* **Yapılacak iş**
Yargıtay kararında "Abaküs Yazılım" ifadesinden "Borçlular : ..." ifadesine kadar (ikisi de dahil) olan bölümü, "Hukuk Dairesi" ifadesini "Ceza Dairesi" olarak değiştirip yeniden yazın.

* **Okunacak metin**
Abaküs Yazılım
12. Hukuk Dairesi
Esas No: 2016/6756
Karar No: 2016/16217
Karar Tarihi: 08.06.2016

Yargıtay 12. Hukuk Dairesi 2016/6756 Esas 2016/16217 Karar Sayılı İlamı

12. Hukuk Dairesi         2016/6756 E.  ,  2016/16217 K.

    "İçtihat Metni"

    MAHKEMESİ :İcra Hukuk Mahkemesi
    DAVACILAR : Borçlular : ...

    Yukarıda tarih ve numarası yazılı mahkeme kararının onanmasını mutazammın 07.12.2015 tarih ve 2015/21166-30575 Karar sayılı daire ilamının müddeti içinde tashihen tetkiki borçlular tarafından istenmesi üzerine bu işle ilgili dosya mahallinden daireye gönderilmiş olup, dava dosyası için Tetkik Hakimi ... tarafından düzenlenen rapor dinlendikten ve dosya içerisindeki tüm belgeler okunup incelendikten sonra işin gereği görüşülüp düşünüldü :
    Sair karar düzeltme nedenleri yerinde değil ise de;
    Alacaklı tarafından borçlu.... Şti. hakkında ipoteğin paraya çevrilmesi yolu ile başlatılan icra takibinde borçlunun, ipoteğe konu 726 ada 63 sayılı parsel üzerinde bulunan 6 numaralı bağımsız bölüme ilişkin olarak gerçekleştirilen 02.03.2015 tarihli ihalenin feshi istemiyle 09.03.2015 tarihinde icra mahkemesine başvurduğu görülmektedir.

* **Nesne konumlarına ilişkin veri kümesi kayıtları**
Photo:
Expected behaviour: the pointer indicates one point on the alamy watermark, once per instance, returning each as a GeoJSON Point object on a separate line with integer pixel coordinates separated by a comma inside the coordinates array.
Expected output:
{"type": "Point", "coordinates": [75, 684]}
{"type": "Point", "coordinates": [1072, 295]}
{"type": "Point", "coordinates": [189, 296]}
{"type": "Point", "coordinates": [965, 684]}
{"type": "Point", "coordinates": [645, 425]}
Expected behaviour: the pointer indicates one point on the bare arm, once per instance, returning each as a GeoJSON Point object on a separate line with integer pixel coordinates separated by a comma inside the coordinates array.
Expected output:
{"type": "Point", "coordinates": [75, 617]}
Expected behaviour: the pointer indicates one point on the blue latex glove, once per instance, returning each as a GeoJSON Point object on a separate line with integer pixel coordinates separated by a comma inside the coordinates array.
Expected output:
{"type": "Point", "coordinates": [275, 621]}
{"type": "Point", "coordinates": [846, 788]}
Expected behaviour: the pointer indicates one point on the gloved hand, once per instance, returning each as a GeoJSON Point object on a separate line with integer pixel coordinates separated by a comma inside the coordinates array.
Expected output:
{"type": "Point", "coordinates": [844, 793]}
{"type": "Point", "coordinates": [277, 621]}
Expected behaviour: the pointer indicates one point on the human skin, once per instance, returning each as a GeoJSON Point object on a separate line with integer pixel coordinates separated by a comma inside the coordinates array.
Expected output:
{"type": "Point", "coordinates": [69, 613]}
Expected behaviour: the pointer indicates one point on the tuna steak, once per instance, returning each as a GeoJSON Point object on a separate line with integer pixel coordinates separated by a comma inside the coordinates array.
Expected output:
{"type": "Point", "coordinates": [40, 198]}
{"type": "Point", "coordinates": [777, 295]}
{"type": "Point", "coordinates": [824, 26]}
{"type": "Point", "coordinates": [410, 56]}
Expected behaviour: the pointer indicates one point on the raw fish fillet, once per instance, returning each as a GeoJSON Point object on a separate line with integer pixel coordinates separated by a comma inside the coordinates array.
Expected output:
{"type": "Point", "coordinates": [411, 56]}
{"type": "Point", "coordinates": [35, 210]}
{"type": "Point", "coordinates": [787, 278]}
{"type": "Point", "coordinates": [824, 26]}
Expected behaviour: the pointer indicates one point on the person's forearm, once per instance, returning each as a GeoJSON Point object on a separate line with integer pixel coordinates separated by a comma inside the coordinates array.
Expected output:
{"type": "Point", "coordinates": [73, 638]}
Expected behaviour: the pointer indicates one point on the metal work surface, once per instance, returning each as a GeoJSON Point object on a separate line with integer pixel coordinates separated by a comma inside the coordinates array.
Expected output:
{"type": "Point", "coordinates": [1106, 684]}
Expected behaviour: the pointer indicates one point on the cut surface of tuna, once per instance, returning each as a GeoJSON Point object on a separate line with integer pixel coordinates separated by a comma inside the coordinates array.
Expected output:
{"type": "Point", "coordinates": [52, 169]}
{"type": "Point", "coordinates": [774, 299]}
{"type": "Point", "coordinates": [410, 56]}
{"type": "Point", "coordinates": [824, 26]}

---

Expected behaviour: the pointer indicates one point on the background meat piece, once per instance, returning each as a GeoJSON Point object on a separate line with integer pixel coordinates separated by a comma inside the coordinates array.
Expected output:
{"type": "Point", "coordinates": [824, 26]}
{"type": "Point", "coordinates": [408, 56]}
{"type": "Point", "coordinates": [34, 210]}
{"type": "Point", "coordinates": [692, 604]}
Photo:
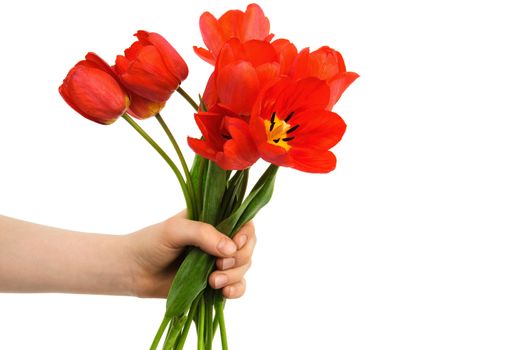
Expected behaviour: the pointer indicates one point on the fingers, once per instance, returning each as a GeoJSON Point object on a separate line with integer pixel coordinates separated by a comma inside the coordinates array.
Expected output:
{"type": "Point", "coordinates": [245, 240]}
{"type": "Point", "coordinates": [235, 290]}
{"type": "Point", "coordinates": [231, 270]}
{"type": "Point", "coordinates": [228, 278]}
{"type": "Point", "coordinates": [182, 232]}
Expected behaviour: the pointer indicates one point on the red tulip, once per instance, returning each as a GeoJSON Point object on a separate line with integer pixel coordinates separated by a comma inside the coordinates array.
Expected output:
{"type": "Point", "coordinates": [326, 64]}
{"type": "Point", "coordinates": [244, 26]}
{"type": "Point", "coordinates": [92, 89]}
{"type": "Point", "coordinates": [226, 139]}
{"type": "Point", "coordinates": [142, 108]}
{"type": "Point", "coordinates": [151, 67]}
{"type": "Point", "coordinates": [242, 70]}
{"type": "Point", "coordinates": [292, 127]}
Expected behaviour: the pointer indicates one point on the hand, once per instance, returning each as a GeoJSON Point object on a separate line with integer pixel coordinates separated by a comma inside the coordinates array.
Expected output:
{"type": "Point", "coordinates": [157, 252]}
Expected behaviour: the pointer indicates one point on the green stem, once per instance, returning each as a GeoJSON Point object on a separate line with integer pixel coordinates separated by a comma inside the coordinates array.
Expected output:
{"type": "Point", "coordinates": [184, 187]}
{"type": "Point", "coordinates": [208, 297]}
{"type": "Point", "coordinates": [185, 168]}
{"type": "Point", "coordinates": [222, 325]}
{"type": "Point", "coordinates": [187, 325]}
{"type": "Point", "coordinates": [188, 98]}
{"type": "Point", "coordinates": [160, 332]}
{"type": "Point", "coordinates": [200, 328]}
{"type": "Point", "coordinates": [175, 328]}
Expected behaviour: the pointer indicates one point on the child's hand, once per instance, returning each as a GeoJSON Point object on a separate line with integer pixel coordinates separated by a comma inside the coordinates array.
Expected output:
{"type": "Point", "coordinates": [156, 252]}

* **Yanıt**
Abaküs Yazılım
12. Ceza Dairesi
Esas No: 2016/6756
Karar No: 2016/16217
Karar Tarihi: 08.06.2016

Yargıtay 12. Ceza Dairesi 2016/6756 Esas 2016/16217 Karar Sayılı İlamı

12. Ceza Dairesi         2016/6756 E.  ,  2016/16217 K.

    "İçtihat Metni"

    MAHKEMESİ :İcra Hukuk Mahkemesi
    DAVACILAR : Borçlular : ...